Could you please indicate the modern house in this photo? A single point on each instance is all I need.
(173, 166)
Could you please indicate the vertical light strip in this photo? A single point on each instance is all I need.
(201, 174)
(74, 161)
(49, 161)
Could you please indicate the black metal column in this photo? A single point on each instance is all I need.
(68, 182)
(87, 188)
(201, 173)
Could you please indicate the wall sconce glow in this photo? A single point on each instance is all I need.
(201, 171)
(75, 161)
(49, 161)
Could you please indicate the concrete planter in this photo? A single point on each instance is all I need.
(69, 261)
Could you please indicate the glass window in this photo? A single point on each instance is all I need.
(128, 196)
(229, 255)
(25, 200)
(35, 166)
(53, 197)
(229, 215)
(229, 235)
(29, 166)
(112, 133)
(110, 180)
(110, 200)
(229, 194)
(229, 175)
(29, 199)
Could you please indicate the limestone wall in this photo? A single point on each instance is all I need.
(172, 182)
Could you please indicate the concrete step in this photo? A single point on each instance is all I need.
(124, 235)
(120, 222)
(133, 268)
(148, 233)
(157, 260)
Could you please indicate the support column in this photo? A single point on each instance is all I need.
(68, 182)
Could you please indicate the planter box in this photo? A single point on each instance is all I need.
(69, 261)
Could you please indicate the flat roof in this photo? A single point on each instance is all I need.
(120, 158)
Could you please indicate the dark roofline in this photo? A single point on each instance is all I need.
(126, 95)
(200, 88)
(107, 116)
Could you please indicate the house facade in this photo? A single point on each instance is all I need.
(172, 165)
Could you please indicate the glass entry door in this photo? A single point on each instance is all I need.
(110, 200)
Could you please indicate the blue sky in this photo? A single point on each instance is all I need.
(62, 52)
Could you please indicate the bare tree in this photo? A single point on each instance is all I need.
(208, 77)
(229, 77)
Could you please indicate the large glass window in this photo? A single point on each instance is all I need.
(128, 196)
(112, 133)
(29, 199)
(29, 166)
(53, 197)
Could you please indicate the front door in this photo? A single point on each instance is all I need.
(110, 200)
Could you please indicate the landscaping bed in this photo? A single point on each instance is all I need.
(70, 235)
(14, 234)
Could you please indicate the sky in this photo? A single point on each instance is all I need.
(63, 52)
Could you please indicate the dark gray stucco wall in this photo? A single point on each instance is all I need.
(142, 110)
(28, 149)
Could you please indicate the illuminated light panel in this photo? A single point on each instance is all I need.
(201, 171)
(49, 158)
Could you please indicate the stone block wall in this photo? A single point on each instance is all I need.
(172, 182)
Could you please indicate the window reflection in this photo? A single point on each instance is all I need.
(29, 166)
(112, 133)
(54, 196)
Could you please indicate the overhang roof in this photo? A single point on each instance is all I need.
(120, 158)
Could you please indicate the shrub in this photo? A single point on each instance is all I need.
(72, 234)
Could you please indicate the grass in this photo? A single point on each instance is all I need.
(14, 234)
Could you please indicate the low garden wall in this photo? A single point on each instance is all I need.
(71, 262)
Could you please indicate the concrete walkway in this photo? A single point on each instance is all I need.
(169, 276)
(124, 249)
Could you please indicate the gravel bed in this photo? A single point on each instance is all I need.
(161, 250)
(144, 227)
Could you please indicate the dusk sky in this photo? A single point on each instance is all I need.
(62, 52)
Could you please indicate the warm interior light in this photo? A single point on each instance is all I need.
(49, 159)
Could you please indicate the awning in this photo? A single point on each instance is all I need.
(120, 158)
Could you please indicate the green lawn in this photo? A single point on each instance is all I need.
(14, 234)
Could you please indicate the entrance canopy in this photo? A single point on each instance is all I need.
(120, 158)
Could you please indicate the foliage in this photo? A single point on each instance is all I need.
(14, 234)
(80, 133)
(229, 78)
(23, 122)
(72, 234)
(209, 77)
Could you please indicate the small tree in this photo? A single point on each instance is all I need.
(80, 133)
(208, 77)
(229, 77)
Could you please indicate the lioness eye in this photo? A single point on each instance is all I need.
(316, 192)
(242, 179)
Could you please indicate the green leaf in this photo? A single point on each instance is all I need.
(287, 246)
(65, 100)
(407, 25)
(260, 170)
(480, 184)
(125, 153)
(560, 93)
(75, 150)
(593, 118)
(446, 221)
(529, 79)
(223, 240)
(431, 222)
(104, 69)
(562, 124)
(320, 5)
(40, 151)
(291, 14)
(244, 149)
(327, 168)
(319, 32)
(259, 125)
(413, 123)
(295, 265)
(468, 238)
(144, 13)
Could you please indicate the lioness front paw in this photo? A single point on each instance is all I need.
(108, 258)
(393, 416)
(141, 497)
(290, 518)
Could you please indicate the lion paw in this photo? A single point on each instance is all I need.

========

* **Task requirements**: Give every line of the material again, exactly as it reads.

* **Exercise result**:
Could you please indicate the modern house in this photo? A single point on each instance is all I need.
(173, 166)
Could you please indicate the vertical light strip in this photo? A single point on each instance is all I need.
(201, 174)
(74, 161)
(49, 161)
Could you please indicate the black metal column in this photo? A single point on each instance is all I need.
(68, 182)
(87, 188)
(201, 173)
Could you please indicate the wall sconce glow in this photo? A single point on each instance is all I need.
(201, 171)
(75, 161)
(49, 161)
Could you please indicate the concrete planter in this photo? A single point on each instance is all I need.
(69, 261)
Could you please indicate the glass window in this photo? A single point on each instance is all I need.
(128, 196)
(229, 255)
(25, 200)
(35, 166)
(53, 197)
(229, 215)
(229, 235)
(29, 166)
(112, 133)
(110, 180)
(110, 200)
(229, 194)
(229, 175)
(29, 199)
Could you please indicate the limestone wall in this photo? A single point on each instance is all I need.
(172, 182)
Could you please indicate the concrete step in this photo? A single point on each instance is all I need.
(124, 235)
(120, 222)
(133, 268)
(148, 233)
(157, 260)
Could you please indicate the support column in this photo? A single point on each instance is all I need.
(68, 182)
Could you please indicate the planter box in this photo? A single point on each instance is all I need.
(69, 261)
Could you please indicate the flat roof in this photo? A single point on each instance is all I need.
(120, 158)
Could you please indicate the dark roofline in this photo? A single point on each instance is all I need.
(126, 95)
(200, 88)
(107, 116)
Could you please indicate the house facade in this photo? A single point on each instance is all I need.
(172, 165)
Could you please indicate the glass entry door in this photo? A single point on each instance is all I need.
(110, 200)
Could you please indicate the blue sky in this photo? A single point on each instance is all I need.
(62, 52)
Could you please indicate the bare tree in this photo? A single point on each instance is all I need.
(208, 77)
(229, 77)
Could you please indicate the large glass window in this photo? A single point on each instance is all I need.
(128, 196)
(112, 133)
(29, 199)
(29, 166)
(53, 197)
Could you please indicate the front door in this photo? A single point on each instance is all I need.
(110, 200)
Could you please indicate the landscaping bed in this photo? A single point on each instance is all I need.
(70, 235)
(14, 234)
Could you please indicate the sky in this photo? A single point on each instance is all I need.
(63, 52)
Could you please indicate the dark gray stucco wall in this photo? A single point on each instance is all I need.
(142, 110)
(28, 149)
Could you please indicate the illuminated light panel in this photo? A single point on each instance is all I need.
(201, 171)
(49, 158)
Could you please indicate the stone block wall in this photo? A single point on each instance is all I need.
(172, 182)
Could you please indicate the window reflection in this photo? A single point on each instance is all I need.
(29, 166)
(112, 133)
(54, 196)
Could you please indicate the overhang roof in this photo? A single point on each instance is all I need.
(120, 158)
Could you please indicate the shrub in this photo? A single point on each instance is all I need.
(72, 234)
Could you please indicate the grass in this photo? A single point on each instance is all I need.
(14, 234)
Could you please indicate the low garden wall in this photo? A single point on each instance is all I need.
(71, 262)
Could you please indicate the concrete walkway in this photo? A single point on each instance is all I need.
(169, 276)
(124, 249)
Could you please indicate the gravel bed in this photo? A single point on each instance is all I need.
(161, 250)
(144, 227)
Could you please indicate the dusk sky in this photo? A single point on each instance is all I need.
(62, 52)
Could you please indicate the warm interior light in this photo? A single point on each instance is all I need.
(49, 159)
Could you please indicate the awning in this photo? A single point on each instance is all I need.
(120, 158)
Could you please indicate the green lawn in this photo? A single point on each instance is all I need.
(14, 234)
Could you please indicate the entrance canopy in this photo? A single point on each instance is all I need.
(120, 158)
Could you please indicate the foliage in this photo? A single point on each instance is all I need.
(14, 234)
(80, 133)
(229, 78)
(23, 122)
(72, 234)
(209, 77)
Could you please indicate the small tree in this photo? A single point on each instance is all I need.
(80, 133)
(208, 77)
(229, 77)
Could you please indicate the lioness eye in this photo? A single point on each instance is all I need.
(316, 192)
(242, 179)
Could you please indicate the green leaf in this photo? A single point on each instance is all I need.
(287, 246)
(65, 100)
(407, 25)
(260, 170)
(480, 184)
(125, 153)
(560, 93)
(75, 150)
(593, 118)
(446, 221)
(529, 79)
(223, 240)
(431, 222)
(104, 69)
(562, 124)
(320, 5)
(40, 151)
(291, 14)
(244, 149)
(327, 168)
(319, 32)
(259, 125)
(413, 123)
(295, 265)
(468, 238)
(144, 13)
Could you please indicate the lioness front paw in this photo? A single point on each instance is all I need.
(108, 258)
(393, 416)
(141, 497)
(290, 518)
Could you please indicate the lion paw in this photo? A single point on each instance is all I need.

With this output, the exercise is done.